__WHAT THIS EXERCISE ASKS__
**A)** Decide whether each statement agrees with the economic outlook text below, answering yes or no and quoting the deciding words exactly: (i) Imports rose in December for the first time since February. (ii) Exports are rising along with imports. (iii) GST collections in December rose by 11.6 per cent.
**B)** Reproduce the economic outlook text word for word from "For now, the" to "out in 2017.".

The upcoming vaccine rollout has considerably brightened the prospects for economic growth in the New Year. The Covid-19 virus and its impact on the health and well-being of people around the world were the key issues in 2020. If the tide is finally turning on the pandemic front, there can be greater surety that the Indian economy will revive slowly but surely.
The immediate indicators are promising for a V-shaped recovery from the trough experienced over the past 10 months. The biggest roadblock will be the possibility of a second wave of infections in India, as had occurred in Europe and the UK. The villain could be the new more contagious variant of the disease detected in the UK that is now causing havoc there. It has, as of date, spread to another dozen countries. The progress of the virus and the health of the economy are inevitably linked together.
For now, the positive news is that imports are rising, an indication that industrial activity is picking up. Exports are still stagnant, but imports rose in December for the first time since February. The import data comes along with a surge in Goods and Services Tax (GST) collections that have reached levels higher than those in the pre-Covid era. The December collections have risen by 11.6 per cent to Rs 1.15 lakh crore, the highest since the GST regime was rolled out in 2017.

__GIVEN DATA__

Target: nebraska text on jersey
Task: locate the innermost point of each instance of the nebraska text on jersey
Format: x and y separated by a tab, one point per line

__ANSWERS PROVIDED__
**A)**
(i) Yes: "imports rose in December for the first time since February"
(ii) No: "Exports are still stagnant"
(iii) Yes: "The December collections have risen by 11.6 per cent to Rs 1.15 lakh crore"

**B)**
For now, the positive news is that imports are rising, an indication that industrial activity is picking up. Exports are still stagnant, but imports rose in December for the first time since February. The import data comes along with a surge in Goods and Services Tax (GST) collections that have reached levels higher than those in the pre-Covid era. The December collections have risen by 11.6 per cent to Rs 1.15 lakh crore, the highest since the GST regime was rolled out in 2017.